A person shops at Old Navy.

Image source: Gap.

Sonia Syngal, who took the helm in early 2020, immediately faced a trial by fire as the pandemic shut down Gap's brick-and-mortar stores. Later that year, Syngal launched a "Power Plan 2023" turnaround strategy that aimed to grow Gap's total sales by the low- to mid-single digits annually while achieving an operating margin of at least 10% by 2023.

To accomplish that goal, Syngal planned to downsize the slower-growth Gap and Banana Republic banners while expanding the higher-growth Old Navy and Athleta banners. That strategy seemed to briefly stabilize Gap's comps growth in fiscal 2021 (which ended in Jan. 2022), although it calculated those sales in comparison to its pre-pandemic sales in 2019.

But in the first half of fiscal 2022, those plans collapsed again as comps declined across the Old Navy, Gap, and Athleta banners. That slowdown triggered Syngal's dismissal in July ahead of Gap's second-quarter report.

Is Gap's business finally stabilizing?

But as the following table illustrates, Gap's comps finally turned positive again in the third quarter of 2022, driven by the surprising growth of Gap and Banana Republic.

Referring expression pointing data:

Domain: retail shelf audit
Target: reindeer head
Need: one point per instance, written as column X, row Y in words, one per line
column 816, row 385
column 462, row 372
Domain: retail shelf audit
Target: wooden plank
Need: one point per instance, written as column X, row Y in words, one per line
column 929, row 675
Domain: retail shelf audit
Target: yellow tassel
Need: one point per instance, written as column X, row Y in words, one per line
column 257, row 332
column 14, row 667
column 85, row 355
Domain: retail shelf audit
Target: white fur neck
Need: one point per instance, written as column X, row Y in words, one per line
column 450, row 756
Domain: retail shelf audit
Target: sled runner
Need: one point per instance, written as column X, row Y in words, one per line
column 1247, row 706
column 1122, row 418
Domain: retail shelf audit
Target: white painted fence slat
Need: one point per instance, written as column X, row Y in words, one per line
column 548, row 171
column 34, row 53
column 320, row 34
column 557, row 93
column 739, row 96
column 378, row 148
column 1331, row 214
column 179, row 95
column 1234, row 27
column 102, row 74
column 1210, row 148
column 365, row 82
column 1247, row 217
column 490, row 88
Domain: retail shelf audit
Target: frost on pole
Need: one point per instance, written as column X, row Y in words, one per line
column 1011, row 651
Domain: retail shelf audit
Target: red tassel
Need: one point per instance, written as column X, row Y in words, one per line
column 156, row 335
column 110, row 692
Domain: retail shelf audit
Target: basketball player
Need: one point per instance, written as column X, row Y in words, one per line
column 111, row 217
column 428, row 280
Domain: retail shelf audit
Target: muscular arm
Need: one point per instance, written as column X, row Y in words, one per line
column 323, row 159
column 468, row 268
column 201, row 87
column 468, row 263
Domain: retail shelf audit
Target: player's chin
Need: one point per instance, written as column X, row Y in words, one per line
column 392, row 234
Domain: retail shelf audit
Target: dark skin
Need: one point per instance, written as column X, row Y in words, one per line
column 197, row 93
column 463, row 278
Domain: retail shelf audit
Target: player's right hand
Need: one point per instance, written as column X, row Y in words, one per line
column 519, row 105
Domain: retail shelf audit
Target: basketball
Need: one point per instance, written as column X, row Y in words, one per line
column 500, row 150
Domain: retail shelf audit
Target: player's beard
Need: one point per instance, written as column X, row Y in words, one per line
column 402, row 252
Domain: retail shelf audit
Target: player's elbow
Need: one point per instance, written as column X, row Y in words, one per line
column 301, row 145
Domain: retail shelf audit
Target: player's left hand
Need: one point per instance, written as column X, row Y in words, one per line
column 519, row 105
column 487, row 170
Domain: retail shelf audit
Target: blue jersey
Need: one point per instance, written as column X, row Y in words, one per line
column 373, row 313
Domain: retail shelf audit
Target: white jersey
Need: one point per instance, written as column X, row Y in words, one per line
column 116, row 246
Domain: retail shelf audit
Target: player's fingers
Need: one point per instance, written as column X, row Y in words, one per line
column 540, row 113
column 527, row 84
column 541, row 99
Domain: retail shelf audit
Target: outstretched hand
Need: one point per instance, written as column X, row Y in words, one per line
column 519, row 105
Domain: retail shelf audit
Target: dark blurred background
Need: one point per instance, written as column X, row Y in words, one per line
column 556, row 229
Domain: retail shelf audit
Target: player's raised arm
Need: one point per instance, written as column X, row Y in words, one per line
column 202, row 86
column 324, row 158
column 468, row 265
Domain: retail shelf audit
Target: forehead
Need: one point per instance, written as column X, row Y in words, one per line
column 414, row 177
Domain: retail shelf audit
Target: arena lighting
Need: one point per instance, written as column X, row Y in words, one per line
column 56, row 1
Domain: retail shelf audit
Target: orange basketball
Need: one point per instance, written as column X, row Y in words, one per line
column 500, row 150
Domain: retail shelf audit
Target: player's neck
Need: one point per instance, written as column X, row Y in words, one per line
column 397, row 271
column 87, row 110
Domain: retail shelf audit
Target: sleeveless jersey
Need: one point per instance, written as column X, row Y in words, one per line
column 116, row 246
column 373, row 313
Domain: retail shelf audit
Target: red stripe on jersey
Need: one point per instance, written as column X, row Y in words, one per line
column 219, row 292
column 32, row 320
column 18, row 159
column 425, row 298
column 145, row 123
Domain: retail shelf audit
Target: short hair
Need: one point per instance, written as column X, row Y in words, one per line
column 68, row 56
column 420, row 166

What needs to be done:
Continue the article on Gap's sales turnaround from its last sentence.

Response box:
Segment

Q3 2021*

Q4 2021*

Q1 2022

Q2 2022

Q3 2022

Old Navy comps growth

(9%)

0%

(22%)

(15%)

(1%)

Gap comps growth

7%

3%

(11%)

(10%)

4%

Banana Republic comps growth

28%

(2%)

27%

8%

10%

Athleta comps growth

2%

42%

(7%)

(8%)

0%

Total comps growth

5%

3%

(14%)

(10%)

1%

Data source: Gap. *Relative to 2019.

Gap attributed the growth of its namesake brand to stronger sales of dresses, woven tops, sweaters, and pants -- which offset its weaker sales of kids and baby apparel. Banana Republic, which was rebooted last year with new products and marketing campaigns, attracted more shoppers with its workwear and a broader selection of premium apparel.

However, Old Navy's soft sales of kids and baby apparel offset its stronger sales of women's apparel. Athleta, which was once considered the company's most promising banner, blamed its slowdown on the softness of the athleisure market -- even though its rival Lululemon Athletica posted 23% comps growth in its latest quarter.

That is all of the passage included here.